───── Provided passage ─────

Assuming, arguendo, that defendant was not arrested when two officers pulled him from the car at gunpoint, put him on the ground, and handcuffed him, we still conclude that the pat-down search exceeded the bounds of a Terry search and degenerated into a search for evidence of a crime. The pat-down revealed nothing other than “an unusual bulge,” smaller than a golf ball, in defendant’s right sock. Deputy DeCamp testified that the bulge “did not feel like a weapon.” Since the only possible factual basis for the search, in the absence of an arrest, was officer safety, investigating an “unusual bulge” in defendant’s sock that “did not feel like a weapon” went beyond the scope of a search for weapons. Finding no weapons that *387could threaten the officers’ safety, the officers had no factual or legal reason to search further.
The dissent argues that Deputy DeCamp had probable cause to believe that defendant possessed drugs and that the bulge in defendant’s sock contained contraband because defendant accompanied someone involved in a drug transaction. 347 Ill. App. 3d at 390-91. Even the State does not go this far. The State denies that it arrested defendant when it removed him from the car at gunpoint and searched him. According to the State, the search was only a Terry search for weapons. Each officer testified that he did not see defendant violate any law before he was removed from the car. Deputy DeCamp testified they had “no concrete evidence” that defendant was involved in Gonzalez’s delivery of cocaine. In the absence of evidence or even argument by the State, it is inappropriate for the dissent to claim that probable cause existed. The trial court found that there were insufficient facts to establish any basis for a stop, let alone a pat-down search. The dissent reweighs the evidence and finds that there was probable cause based upon possibilities rather than probabilities. The dissent determines probable cause existed by transferring to defendant the facts relating to the person who actually committed the sale and delivery of contraband. Essentially, the dissent determines guilt by association.

───── Excerpted records ─────

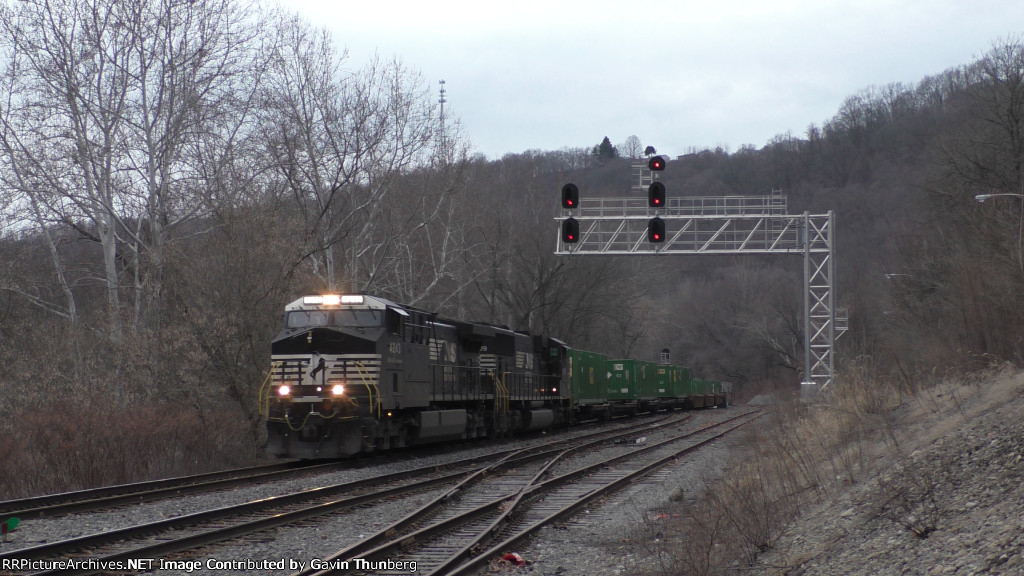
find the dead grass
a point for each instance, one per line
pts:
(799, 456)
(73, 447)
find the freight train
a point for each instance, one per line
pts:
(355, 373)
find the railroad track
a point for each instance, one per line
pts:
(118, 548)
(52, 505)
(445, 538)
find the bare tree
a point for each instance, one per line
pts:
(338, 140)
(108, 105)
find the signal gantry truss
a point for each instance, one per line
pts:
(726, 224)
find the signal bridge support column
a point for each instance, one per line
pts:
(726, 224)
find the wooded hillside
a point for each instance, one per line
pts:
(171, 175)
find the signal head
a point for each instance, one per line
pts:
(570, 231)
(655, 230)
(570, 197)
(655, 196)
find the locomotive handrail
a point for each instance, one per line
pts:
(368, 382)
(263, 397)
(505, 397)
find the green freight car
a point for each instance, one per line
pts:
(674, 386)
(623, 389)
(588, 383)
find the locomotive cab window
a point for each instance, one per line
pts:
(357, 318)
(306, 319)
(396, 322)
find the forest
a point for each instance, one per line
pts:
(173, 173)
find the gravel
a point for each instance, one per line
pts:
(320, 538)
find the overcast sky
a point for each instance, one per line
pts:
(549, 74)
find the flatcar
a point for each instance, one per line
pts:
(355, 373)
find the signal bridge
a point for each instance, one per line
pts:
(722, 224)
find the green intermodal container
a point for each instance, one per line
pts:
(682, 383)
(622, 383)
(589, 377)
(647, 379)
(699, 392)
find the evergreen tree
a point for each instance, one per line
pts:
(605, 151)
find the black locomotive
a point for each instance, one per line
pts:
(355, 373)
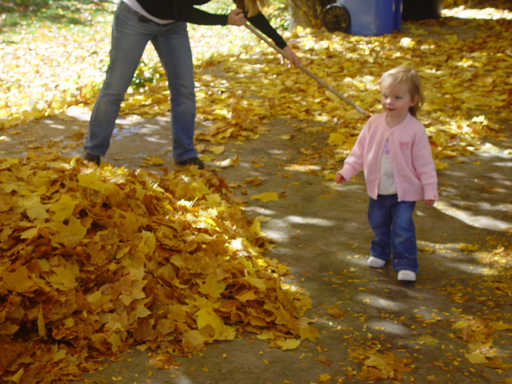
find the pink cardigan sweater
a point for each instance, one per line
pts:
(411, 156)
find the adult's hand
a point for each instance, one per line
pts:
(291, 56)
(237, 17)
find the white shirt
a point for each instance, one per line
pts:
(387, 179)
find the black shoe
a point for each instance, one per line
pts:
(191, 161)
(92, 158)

─────
───── Excerpted records ─────

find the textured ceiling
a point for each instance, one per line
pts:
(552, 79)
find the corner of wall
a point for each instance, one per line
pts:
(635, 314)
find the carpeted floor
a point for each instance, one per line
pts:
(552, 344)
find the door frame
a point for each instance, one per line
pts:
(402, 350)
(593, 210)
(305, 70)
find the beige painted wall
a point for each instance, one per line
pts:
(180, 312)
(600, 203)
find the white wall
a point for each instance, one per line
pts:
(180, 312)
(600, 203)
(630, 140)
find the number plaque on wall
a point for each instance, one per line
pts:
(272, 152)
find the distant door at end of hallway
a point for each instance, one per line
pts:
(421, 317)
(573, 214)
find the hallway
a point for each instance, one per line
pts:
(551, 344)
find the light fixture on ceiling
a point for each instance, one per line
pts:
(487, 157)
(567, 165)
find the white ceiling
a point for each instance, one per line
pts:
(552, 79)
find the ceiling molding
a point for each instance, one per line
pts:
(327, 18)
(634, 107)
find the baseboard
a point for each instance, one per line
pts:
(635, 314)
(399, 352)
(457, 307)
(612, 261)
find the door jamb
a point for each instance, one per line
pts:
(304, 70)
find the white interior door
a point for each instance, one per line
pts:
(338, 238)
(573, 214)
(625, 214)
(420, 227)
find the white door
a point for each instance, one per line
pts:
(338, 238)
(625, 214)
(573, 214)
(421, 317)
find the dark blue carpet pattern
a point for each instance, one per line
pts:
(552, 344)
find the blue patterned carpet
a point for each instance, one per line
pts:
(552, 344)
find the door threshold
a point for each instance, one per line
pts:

─────

Print the entire passage about the pat-down search word for word. Work only from the passage about the pat-down search.

» **Result of this task**:
Assuming, arguendo, that defendant was not arrested when two officers pulled him from the car at gunpoint, put him on the ground, and handcuffed him, we still conclude that the pat-down search exceeded the bounds of a Terry search and degenerated into a search for evidence of a crime. The pat-down revealed nothing other than “an unusual bulge,” smaller than a golf ball, in defendant’s right sock. Deputy DeCamp testified that the bulge “did not feel like a weapon.” Since the only possible factual basis for the search, in the absence of an arrest, was officer safety, investigating an “unusual bulge” in defendant’s sock that “did not feel like a weapon” went beyond the scope of a search for weapons. Finding no weapons that *387could threaten the officers’ safety, the officers had no factual or legal reason to search further.
The dissent argues that Deputy DeCamp had probable cause to believe that defendant possessed drugs and that the bulge in defendant’s sock contained contraband because defendant accompanied someone involved in a drug transaction. 347 Ill. App. 3d at 390-91. Even the State does not go this far. The State denies that it arrested defendant when it removed him from the car at gunpoint and searched him. According to the State, the search was only a Terry search for weapons. Each officer testified that he did not see defendant violate any law before he was removed from the car. Deputy DeCamp testified they had “no concrete evidence” that defendant was involved in Gonzalez’s delivery of cocaine. In the absence of evidence or even argument by the State, it is inappropriate for the dissent to claim that probable cause existed. The trial court found that there were insufficient facts to establish any basis for a stop, let alone a pat-down search. The dissent reweighs the evidence and finds that there was probable cause based upon possibilities rather than probabilities. The dissent determines probable cause existed by transferring to defendant the facts relating to the person who actually committed the sale and delivery of contraband. Essentially, the dissent determines guilt by association.